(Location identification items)

-- start --

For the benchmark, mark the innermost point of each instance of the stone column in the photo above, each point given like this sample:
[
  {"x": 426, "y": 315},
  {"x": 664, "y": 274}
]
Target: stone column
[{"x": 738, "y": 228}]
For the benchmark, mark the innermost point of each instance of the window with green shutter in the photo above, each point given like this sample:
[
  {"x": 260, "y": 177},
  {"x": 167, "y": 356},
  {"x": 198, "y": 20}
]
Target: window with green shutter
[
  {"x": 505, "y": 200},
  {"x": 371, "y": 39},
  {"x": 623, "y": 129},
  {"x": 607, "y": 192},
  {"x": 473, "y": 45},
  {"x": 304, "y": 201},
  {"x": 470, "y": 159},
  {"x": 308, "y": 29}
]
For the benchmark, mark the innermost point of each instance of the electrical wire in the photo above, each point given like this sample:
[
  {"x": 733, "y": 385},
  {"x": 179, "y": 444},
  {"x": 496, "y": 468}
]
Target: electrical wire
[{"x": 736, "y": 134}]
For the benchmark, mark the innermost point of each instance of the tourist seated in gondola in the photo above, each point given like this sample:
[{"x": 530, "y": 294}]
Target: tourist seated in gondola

-- end --

(Required work) Recast the rows from the line containing "of the tourist" through the end of the rows, both ends included, as a Markdown table with the columns "No." and "Line", numbering each line and leaving out blank lines.

(Full response)
| No. | Line |
|---|---|
| 1 | For the benchmark, mark the innermost point of each instance of the tourist seated in gondola in the photo above, each point given like this sample: |
| 2 | [{"x": 530, "y": 294}] |
| 3 | Target: tourist seated in gondola |